**GOAL OF THE EXERCISE:** Output word for word the lines from the one with "Where can the boy's red" to the final line of the data, both ends included, but skip the pictures.

[Point placement records]
********

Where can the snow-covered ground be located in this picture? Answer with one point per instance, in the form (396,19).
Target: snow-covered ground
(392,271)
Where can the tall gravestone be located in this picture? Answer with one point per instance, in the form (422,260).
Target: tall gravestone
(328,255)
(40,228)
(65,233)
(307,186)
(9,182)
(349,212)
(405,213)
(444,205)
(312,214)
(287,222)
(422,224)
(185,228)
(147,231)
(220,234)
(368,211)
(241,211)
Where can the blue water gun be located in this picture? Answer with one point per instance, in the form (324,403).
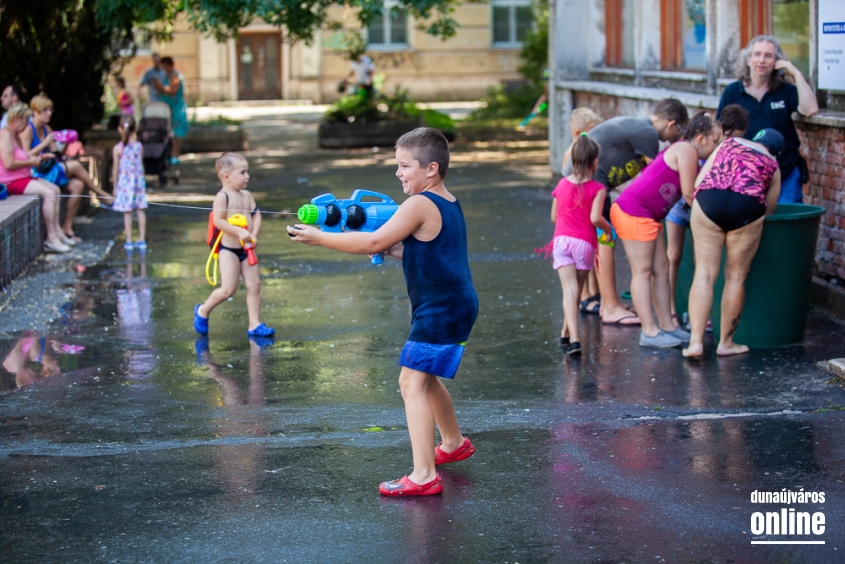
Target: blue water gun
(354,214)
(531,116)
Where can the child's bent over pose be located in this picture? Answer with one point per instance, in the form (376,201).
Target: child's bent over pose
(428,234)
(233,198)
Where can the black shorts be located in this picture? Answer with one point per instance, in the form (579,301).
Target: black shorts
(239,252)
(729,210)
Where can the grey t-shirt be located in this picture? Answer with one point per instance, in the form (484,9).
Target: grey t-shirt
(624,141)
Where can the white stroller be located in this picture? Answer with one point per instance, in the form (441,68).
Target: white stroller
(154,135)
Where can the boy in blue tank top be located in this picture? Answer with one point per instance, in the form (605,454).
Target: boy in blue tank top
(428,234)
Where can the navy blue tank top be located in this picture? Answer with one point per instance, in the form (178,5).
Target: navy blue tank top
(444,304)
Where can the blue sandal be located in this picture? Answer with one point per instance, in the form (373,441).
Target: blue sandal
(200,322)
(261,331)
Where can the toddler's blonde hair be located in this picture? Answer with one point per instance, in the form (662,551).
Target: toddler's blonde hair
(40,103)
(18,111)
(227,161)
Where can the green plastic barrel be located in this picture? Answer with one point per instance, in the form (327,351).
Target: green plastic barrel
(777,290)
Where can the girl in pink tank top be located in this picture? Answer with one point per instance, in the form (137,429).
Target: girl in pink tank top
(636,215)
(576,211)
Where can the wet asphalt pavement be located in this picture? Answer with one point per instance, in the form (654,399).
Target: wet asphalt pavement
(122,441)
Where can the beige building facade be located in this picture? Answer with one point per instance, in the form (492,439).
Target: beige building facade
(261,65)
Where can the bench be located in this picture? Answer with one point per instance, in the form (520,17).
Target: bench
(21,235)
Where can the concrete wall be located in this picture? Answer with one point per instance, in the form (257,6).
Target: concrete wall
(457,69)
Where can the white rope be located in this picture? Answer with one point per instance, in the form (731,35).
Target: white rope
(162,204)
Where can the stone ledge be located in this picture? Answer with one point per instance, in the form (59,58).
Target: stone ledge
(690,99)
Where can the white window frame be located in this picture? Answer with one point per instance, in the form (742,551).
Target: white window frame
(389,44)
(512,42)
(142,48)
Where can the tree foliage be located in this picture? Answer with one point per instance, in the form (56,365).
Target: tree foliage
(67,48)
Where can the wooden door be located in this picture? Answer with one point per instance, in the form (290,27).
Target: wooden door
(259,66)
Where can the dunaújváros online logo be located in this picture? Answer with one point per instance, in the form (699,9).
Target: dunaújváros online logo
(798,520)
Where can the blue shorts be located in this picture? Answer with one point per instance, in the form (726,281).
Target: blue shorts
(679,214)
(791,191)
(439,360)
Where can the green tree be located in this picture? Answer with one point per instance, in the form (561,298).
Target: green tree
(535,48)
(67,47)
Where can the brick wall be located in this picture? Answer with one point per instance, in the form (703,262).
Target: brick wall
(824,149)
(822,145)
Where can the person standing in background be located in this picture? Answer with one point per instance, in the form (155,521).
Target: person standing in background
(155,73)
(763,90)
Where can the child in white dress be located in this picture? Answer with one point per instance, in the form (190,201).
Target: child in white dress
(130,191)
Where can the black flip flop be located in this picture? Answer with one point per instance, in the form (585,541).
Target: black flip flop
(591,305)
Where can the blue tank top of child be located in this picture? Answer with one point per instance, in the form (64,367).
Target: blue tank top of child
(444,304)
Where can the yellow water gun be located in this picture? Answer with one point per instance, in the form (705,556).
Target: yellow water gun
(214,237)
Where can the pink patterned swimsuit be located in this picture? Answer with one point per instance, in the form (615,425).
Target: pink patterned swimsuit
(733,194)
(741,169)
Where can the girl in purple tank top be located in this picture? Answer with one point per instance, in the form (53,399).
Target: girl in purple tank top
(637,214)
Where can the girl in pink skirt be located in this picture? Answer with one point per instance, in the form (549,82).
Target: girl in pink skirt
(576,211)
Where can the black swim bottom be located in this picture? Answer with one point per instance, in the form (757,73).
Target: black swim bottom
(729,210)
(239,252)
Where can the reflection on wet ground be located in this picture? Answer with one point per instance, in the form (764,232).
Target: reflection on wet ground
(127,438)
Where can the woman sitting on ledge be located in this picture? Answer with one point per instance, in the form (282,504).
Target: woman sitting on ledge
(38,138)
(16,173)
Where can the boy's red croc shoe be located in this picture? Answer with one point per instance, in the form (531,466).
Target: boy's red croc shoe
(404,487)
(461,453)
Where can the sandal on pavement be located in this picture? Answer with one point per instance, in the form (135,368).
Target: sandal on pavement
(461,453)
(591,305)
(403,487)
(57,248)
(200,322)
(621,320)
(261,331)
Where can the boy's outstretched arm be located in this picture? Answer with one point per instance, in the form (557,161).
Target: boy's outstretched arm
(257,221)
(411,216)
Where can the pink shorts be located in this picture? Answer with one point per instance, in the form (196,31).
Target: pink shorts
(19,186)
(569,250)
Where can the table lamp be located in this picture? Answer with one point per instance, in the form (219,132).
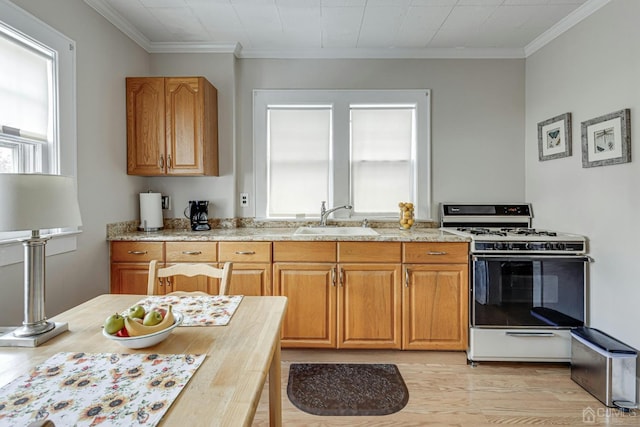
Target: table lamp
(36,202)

********

**TASK OUTPUT:**
Where can the boy's red croc shoe be located in this picture? Answer with one point per instance, in the form (531,466).
Target: boy's red croc shoe
(404,487)
(461,453)
Where can the sandal on pavement be located in this picture? Answer with one point per instance, in the form (135,368).
Target: sandal on pavement
(461,453)
(591,305)
(403,487)
(57,248)
(200,322)
(621,320)
(261,331)
Where can the boy's outstretched arm be located in this picture? Answer with one point per instance, in the form (557,161).
Target: boy's outstretched arm
(257,221)
(411,216)
Where can the pink shorts be located in this picture? Answer with one point per instance, in the form (196,31).
Target: pink shorts
(19,186)
(569,250)
Where can the table lamp be located in this picture? Answer with one point per instance, in the form (219,132).
Target: table lamp
(36,202)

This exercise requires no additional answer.